• Problem to solve
Pull out every row below that contains the string "brown", matching case exactly, and copy each one in full.

• Extracted information
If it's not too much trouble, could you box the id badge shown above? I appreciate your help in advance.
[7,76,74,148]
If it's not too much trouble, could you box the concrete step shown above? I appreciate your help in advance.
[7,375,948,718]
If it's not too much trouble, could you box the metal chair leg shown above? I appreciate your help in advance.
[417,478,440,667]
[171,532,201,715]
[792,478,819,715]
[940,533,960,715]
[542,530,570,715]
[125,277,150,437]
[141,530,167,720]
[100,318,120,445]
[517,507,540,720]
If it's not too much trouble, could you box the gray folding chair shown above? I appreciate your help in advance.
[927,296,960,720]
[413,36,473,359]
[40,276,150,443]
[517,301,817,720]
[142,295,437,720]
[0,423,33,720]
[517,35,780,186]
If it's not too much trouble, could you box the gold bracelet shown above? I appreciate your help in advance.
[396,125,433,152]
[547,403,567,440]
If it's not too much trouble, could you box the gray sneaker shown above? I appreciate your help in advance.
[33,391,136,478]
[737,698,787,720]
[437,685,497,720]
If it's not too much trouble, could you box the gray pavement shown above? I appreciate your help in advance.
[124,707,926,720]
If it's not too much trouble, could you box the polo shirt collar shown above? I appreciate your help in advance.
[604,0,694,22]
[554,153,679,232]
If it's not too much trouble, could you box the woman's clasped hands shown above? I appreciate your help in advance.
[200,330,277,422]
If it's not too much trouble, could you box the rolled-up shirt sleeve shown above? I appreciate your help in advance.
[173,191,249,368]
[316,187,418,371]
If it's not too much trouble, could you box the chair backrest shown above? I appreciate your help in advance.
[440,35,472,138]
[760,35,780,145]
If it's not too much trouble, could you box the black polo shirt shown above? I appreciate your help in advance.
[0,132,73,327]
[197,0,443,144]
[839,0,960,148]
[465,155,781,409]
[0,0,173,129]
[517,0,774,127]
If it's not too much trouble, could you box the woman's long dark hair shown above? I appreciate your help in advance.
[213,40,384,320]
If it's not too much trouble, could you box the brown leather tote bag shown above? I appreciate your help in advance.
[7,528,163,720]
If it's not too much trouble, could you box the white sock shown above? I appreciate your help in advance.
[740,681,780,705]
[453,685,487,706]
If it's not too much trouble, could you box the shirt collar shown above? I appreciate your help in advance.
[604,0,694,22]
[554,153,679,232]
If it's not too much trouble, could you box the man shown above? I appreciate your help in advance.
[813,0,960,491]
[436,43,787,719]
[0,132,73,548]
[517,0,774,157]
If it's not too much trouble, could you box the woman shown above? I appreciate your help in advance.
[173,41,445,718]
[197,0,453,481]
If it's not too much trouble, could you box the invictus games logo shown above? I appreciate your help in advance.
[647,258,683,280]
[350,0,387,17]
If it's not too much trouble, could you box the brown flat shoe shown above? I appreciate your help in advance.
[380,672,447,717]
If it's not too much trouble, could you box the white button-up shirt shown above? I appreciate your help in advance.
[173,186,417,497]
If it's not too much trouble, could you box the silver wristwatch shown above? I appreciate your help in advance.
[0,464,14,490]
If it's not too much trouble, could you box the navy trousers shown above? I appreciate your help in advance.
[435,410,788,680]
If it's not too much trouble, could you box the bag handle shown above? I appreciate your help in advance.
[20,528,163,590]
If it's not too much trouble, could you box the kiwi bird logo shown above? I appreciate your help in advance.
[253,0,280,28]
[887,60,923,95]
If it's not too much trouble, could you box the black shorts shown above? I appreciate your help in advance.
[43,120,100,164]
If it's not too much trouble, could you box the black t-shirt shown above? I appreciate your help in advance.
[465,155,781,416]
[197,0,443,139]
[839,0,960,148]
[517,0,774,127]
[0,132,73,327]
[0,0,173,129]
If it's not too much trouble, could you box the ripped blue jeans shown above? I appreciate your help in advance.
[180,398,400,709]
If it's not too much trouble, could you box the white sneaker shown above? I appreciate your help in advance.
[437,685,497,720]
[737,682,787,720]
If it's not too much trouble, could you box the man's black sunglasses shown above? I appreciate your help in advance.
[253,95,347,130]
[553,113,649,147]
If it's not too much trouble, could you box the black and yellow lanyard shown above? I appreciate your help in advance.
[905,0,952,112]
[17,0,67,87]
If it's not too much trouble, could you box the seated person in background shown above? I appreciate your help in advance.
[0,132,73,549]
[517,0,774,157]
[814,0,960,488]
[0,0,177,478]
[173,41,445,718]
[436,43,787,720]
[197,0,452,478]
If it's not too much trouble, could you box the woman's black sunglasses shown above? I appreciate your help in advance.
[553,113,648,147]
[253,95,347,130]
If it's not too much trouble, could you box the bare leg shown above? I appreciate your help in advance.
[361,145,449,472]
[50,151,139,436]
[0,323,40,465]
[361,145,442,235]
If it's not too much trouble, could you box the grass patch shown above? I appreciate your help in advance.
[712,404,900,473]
==
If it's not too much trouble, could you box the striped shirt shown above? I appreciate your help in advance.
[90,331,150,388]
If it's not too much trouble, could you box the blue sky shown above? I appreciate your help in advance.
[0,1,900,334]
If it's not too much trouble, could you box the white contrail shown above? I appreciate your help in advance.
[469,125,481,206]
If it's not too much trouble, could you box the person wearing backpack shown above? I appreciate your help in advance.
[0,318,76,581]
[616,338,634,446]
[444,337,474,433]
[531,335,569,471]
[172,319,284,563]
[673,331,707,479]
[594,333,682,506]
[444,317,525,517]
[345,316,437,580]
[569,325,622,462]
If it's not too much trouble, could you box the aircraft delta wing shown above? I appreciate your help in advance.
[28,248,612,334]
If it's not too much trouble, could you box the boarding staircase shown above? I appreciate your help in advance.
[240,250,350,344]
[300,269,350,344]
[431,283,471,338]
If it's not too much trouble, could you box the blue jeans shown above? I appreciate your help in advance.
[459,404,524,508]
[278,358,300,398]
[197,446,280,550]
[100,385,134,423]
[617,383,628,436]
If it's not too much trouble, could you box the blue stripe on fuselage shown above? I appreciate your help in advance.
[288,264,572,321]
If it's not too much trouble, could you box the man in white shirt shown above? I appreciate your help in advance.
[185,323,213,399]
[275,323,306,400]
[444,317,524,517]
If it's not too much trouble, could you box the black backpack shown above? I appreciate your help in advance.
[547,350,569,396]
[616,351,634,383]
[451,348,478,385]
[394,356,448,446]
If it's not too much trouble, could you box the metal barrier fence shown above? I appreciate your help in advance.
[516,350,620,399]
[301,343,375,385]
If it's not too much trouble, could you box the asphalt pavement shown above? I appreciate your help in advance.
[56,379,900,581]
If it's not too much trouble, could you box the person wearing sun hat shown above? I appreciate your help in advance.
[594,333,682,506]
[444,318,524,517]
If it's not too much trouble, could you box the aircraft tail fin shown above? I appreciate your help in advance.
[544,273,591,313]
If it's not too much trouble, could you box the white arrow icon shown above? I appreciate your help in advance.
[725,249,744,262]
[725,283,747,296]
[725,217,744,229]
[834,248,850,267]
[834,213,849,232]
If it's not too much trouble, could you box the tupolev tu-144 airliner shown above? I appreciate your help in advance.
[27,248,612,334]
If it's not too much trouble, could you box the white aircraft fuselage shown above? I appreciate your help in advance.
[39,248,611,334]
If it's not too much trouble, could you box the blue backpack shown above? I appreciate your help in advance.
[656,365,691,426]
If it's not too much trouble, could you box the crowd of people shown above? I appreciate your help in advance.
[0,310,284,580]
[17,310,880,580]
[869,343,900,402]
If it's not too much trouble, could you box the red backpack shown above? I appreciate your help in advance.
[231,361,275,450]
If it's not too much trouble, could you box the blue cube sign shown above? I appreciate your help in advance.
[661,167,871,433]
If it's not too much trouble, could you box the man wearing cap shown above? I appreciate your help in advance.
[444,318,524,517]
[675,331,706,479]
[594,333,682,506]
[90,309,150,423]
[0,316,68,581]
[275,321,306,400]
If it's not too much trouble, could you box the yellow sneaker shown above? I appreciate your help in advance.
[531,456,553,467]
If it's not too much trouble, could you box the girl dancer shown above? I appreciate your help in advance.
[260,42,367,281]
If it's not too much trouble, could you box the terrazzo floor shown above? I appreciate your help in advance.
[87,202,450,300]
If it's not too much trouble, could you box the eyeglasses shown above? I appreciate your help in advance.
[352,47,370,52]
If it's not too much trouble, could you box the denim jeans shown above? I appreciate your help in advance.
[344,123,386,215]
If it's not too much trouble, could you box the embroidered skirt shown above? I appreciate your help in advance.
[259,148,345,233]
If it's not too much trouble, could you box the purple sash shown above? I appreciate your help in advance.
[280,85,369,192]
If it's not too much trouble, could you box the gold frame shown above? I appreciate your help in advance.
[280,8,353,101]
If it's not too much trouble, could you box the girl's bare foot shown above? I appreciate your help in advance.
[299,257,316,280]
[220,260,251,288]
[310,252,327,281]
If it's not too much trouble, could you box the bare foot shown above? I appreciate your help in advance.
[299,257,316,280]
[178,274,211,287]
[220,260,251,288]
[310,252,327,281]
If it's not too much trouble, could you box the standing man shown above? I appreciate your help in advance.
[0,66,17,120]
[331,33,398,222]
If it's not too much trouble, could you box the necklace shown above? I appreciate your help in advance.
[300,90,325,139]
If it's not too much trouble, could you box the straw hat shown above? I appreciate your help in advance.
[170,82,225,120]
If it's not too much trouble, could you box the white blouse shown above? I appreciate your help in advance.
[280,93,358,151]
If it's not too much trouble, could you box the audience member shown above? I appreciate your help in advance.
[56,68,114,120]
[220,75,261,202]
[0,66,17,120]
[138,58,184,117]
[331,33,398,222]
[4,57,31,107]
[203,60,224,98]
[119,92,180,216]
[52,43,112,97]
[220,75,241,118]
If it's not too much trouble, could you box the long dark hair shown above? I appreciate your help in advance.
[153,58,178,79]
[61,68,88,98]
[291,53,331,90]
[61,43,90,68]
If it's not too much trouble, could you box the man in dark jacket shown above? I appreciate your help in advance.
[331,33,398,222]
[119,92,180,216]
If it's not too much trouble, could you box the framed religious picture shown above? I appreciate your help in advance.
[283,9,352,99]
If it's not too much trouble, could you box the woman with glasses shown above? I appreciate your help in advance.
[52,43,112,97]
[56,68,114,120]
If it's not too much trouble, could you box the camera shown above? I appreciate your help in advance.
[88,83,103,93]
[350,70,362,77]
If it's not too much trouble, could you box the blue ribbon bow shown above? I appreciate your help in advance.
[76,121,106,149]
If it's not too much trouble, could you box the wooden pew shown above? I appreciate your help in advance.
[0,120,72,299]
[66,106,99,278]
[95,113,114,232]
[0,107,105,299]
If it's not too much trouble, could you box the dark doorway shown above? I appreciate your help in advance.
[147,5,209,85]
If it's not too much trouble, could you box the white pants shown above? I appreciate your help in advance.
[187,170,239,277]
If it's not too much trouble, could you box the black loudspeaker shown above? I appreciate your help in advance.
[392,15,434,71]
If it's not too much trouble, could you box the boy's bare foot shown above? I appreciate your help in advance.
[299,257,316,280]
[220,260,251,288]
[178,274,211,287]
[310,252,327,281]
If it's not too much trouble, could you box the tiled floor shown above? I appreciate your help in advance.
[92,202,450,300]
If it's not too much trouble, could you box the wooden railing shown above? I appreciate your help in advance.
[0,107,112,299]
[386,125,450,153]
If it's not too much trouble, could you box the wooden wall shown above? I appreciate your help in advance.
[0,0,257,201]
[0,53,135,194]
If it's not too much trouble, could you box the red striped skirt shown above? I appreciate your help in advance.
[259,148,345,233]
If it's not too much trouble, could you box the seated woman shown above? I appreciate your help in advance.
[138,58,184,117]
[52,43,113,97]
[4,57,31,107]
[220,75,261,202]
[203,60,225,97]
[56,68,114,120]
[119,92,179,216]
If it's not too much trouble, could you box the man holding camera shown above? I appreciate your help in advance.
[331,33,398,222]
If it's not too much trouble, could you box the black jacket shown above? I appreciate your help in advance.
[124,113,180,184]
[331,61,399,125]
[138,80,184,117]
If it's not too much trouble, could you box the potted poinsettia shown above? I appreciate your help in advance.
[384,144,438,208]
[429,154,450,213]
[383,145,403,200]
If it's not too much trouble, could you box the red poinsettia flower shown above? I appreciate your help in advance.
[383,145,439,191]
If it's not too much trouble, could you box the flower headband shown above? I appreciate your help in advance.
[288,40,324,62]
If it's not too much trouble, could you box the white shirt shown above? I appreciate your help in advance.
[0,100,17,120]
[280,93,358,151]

• Written reply
If it's not too much trouble, could you box the brown leather tote bag shown above? I appreciate your help in advance.
If it's not too much trouble, could you box the brown flat shoe shown above? I appreciate your help in advance.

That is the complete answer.